**PASSAGE À EXAMINER**
Au delà de ses actions envers les soldats, le rabbin Urbach eut aussi des contacts avec des Juifs locaux, dont beaucoup souffrirent  de la politique italienne en Tunisie et en Libye, et connurent même l’occupation allemande. Il s’attela à la remise sur pied des communautés, qui pour certaines étaient encore marquées par l’horreur de l’occupation. Il contribua à leur obtenir des vivres , des médicaments et des abris ; il prêta aussi main forte à la création d’une école à Benghazi, et développa les liens entre ces communautés et les communautés en Palestine, ainsi qu’avec les représentants de l’Agence Juive. Enfin, il intervint auprès des pouvoirs militaires pour infléchir, autant que faire ce peut, les décisions administratives concernant les Juifs de Tripoli.

En 1943,  Urbach passa la fête de Chavouot à Tripoli. Voici son témoignage sur l’organisation de l’office dans la synagogue de la communauté :

« Pour Chavouot nous avons organisé quatre prières. Durant la nuit de la fête, il y avait peu de participants. Durant la journée de Chavouot en revanche, la synagogue était pleine à craquer. Il y avait beaucoup de soldats juifs, palestiniens, des armées de l’air et de mer, des anglais et des américains. Levy [Raphael Levy était alors secrétaire d’Urbach] dirigea la prière du matin, moi celle de l’après-midi, et je me suis exprimé en hébreu et en anglais au sujet de la fête de Chavouot, sur le don de la Torah, le lien entre le peuple et la Loi – et sur l’idée nationale et religieuse.

**EXERCICE**
Poursuivez le passage sur le rabbin Urbach et la communauté juive de Tripoli en reprenant juste après sa dernière phrase.

**EXTRAIT DE DONNÉES**
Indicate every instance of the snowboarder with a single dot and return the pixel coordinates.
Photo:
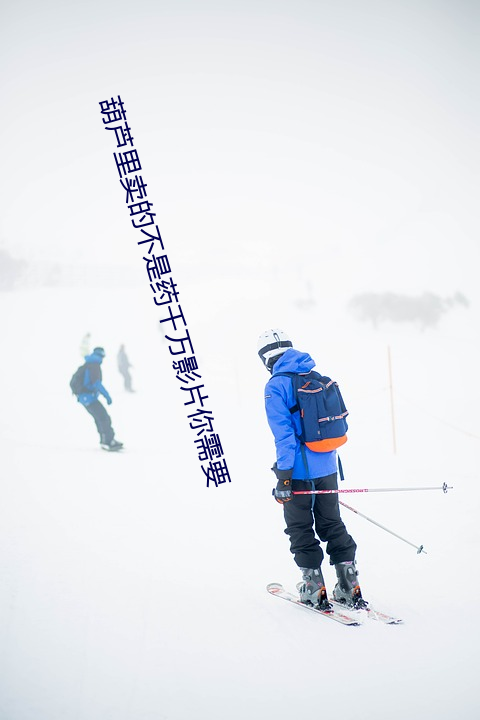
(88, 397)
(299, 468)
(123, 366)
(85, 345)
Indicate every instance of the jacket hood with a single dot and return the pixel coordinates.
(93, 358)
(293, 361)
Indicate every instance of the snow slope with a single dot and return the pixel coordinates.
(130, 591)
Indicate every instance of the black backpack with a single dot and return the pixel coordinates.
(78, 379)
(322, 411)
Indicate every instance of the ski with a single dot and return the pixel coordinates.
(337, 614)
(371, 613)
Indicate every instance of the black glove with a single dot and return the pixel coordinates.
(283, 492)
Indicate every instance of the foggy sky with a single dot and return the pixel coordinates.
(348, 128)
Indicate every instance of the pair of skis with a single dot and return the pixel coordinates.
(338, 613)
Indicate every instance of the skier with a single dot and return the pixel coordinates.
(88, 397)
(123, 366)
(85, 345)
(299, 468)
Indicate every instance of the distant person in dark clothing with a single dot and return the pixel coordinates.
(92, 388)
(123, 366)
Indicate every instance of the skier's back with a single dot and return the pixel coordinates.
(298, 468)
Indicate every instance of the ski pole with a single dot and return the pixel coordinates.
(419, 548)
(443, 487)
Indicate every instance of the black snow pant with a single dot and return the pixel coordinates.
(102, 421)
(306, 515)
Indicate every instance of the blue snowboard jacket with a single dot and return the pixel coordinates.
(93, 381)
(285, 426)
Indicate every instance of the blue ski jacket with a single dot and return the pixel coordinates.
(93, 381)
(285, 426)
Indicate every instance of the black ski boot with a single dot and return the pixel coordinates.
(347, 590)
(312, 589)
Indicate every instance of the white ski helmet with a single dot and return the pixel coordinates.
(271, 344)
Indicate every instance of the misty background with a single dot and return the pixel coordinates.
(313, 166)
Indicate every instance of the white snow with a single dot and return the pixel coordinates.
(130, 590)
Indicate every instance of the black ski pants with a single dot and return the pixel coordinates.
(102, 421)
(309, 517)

--

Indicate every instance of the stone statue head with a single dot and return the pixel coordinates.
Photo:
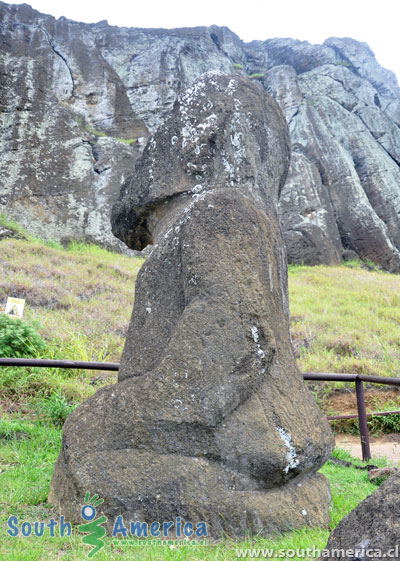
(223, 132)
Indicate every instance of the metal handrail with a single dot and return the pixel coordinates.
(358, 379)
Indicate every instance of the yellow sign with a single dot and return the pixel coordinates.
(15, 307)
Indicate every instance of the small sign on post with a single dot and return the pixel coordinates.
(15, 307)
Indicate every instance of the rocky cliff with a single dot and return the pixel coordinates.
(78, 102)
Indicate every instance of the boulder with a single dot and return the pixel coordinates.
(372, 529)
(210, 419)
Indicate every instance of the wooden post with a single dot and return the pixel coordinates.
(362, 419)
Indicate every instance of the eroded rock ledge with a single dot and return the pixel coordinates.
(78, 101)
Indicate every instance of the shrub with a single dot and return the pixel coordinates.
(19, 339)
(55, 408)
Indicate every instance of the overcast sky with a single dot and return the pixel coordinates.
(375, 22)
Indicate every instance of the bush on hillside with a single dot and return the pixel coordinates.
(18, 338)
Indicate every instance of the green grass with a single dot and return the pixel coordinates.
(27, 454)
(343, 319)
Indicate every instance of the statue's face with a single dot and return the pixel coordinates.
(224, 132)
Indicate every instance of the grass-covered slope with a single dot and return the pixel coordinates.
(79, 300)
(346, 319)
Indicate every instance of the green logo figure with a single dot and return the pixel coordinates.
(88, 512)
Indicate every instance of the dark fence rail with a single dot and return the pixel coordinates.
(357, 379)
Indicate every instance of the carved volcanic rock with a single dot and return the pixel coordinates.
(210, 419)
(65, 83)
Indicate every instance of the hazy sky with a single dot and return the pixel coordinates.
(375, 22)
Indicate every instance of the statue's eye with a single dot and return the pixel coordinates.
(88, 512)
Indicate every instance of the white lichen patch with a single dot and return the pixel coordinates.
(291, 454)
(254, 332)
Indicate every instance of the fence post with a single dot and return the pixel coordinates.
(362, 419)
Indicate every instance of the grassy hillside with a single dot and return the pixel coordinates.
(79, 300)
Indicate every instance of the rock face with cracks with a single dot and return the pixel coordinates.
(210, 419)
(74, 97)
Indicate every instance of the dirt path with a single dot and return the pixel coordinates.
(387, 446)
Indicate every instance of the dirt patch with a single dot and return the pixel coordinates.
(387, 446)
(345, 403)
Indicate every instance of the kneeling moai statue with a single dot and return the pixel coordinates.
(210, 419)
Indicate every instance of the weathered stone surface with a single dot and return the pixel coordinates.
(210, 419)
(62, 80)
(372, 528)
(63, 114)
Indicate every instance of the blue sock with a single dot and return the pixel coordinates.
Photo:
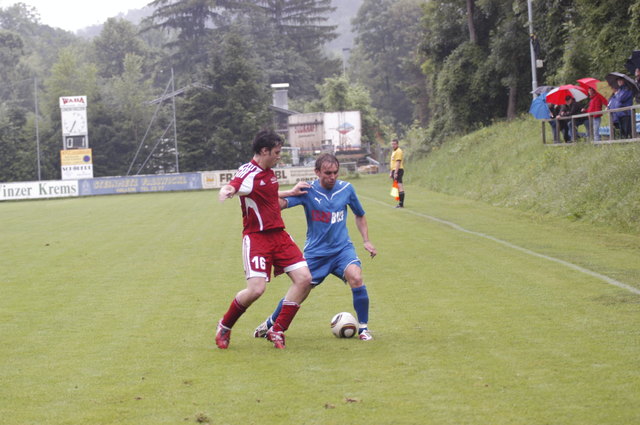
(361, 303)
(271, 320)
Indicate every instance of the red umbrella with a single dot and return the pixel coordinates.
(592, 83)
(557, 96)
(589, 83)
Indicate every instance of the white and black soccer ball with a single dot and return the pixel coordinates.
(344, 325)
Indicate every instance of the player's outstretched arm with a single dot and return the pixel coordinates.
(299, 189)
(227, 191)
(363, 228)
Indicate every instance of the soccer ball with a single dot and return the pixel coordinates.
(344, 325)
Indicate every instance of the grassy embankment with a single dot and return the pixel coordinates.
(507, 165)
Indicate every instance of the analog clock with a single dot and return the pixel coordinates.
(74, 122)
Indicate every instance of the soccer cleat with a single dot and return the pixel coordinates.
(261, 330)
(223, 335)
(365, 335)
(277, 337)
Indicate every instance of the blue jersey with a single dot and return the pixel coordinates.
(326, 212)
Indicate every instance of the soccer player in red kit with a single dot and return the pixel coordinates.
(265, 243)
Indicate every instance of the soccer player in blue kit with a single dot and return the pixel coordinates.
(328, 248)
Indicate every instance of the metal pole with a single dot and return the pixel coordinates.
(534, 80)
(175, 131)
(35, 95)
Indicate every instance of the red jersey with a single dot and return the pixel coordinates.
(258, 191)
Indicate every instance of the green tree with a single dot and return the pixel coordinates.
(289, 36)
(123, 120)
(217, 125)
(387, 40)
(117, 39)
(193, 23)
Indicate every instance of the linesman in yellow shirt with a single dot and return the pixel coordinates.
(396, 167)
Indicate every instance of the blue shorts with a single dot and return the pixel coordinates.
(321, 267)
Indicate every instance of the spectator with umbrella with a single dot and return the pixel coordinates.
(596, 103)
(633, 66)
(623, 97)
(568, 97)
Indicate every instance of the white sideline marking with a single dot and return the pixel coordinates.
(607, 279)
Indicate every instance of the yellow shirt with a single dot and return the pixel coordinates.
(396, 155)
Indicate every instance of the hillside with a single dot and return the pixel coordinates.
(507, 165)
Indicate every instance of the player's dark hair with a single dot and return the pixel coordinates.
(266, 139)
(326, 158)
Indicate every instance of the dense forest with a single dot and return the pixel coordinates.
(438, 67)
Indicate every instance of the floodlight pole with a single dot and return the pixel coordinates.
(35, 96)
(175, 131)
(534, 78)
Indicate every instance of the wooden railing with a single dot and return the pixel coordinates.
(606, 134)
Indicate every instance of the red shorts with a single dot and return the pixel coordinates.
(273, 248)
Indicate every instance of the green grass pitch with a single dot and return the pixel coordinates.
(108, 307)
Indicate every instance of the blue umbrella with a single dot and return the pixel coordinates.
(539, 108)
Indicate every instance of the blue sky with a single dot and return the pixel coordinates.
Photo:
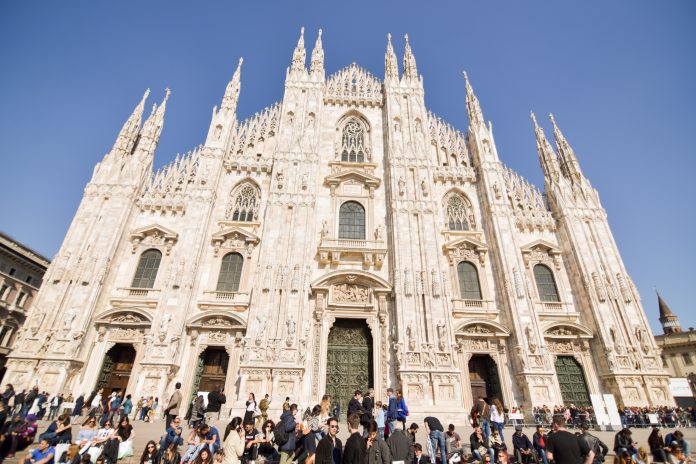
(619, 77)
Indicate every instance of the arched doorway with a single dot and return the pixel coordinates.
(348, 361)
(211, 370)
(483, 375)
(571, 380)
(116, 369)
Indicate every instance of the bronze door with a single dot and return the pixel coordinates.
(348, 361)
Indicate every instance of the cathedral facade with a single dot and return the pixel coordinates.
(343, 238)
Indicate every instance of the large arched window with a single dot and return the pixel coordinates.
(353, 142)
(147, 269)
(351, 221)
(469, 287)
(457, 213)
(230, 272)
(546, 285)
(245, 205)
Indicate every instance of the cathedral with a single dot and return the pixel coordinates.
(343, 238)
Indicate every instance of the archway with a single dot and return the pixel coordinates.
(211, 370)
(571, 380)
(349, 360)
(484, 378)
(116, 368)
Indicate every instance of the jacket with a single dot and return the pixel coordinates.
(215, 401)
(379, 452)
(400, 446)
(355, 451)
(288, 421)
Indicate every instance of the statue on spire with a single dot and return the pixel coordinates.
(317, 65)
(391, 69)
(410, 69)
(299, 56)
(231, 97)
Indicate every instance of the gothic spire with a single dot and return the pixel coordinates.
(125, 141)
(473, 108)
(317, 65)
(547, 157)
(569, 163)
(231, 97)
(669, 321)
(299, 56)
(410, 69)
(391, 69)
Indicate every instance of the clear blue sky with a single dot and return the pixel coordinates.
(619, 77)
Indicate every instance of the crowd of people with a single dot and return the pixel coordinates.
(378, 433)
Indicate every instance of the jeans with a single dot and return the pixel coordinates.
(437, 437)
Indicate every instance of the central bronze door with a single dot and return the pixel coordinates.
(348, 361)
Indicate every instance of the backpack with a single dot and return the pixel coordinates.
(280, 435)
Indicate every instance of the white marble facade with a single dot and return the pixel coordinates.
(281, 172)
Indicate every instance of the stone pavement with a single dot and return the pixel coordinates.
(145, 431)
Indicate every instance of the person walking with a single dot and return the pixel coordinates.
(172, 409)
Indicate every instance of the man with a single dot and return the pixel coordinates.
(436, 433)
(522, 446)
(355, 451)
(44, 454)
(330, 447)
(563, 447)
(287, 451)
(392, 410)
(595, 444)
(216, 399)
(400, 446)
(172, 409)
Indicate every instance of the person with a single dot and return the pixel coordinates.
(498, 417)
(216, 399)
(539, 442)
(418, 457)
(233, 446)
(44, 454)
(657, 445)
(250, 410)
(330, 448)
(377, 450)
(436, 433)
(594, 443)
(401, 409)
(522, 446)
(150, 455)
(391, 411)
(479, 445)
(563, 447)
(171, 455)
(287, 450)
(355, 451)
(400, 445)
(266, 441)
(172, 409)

**RÉPONSE PROPOSÉE**
Aux soldats de Palestine j’ai dit qu’il ne fallait pas se contenter du nationalisme, et que la liberté nationale, lorsqu’elle est entravée par le mélange des peuples, ne mérite pas de porter le nom de liberté. Aux anglophones j’ai expliqué que la vie d’un Juif pleine et entière ne pouvait se réaliser qu’en Eretz-Israël. Toutes ces élucubrations sur le rôle d’Israël en exil, divisé et dispersé afin de servir de guide et de professeur, toutes ces choses sont vides de sens. Ce que nous avons offert au monde – la Bible et les commentaires –  est accessible à tous ; que ceux qui veulent en apprendre les leçons le fasse. Mais tout ce que nous avons fait durant le Moyen Age, ça, ce n’est pas tenu pour part de notre don au monde. Peut-être notre présence même au sein des peuples a-t-elle retardé l’assimilation par eux des idées des prophètes. Quoi qu’il en soit, notre devoir est  avant tout de faire pénétrer ces idées en notre sein ; c’est là notre mission principale. Pour cela, il est impératif que nous vivions dans un espace délimité, dans lequel nous pourrons vivre selon notre vision du monde, sans être les sujets d’un autre et toujours contraints de nous justifier des crimes  et des péchés qu’on nous impute fallacieusement. Nous n’avons pas l’intention d’empoisonner la vie et la morale des Nations.

Cela a fait forte impression lorsque j’ai invité un soldat palestinien, Lipshits, un garçon baraqué portant une belle barbe, à porter aux regards de tous les rouleaux de la Torah.

Après la prière j’étais invité chez Farajoun [notable Juif local, intelligent et arabisant], et lorsque je suis rentré dans la maison j’ai trouvé quelques soldats britanniques juifs qui déjeunaient. Je me suis entretenu avec eux et ai été réjoui d’entendre qu’ils avaient apprécié les choses dont je leur avais parlé ; nombre d’entre eux pensaient que les choses auraient changé chez eux pendant leur absence, et qu’à leur retour ils ne pourraient pas recommencer à l’endroit qu’ils avaient quitté. Mais ils ont deux avantages sur les autres. Ils ont appris à se battre, et se battent et se battront pour la justice.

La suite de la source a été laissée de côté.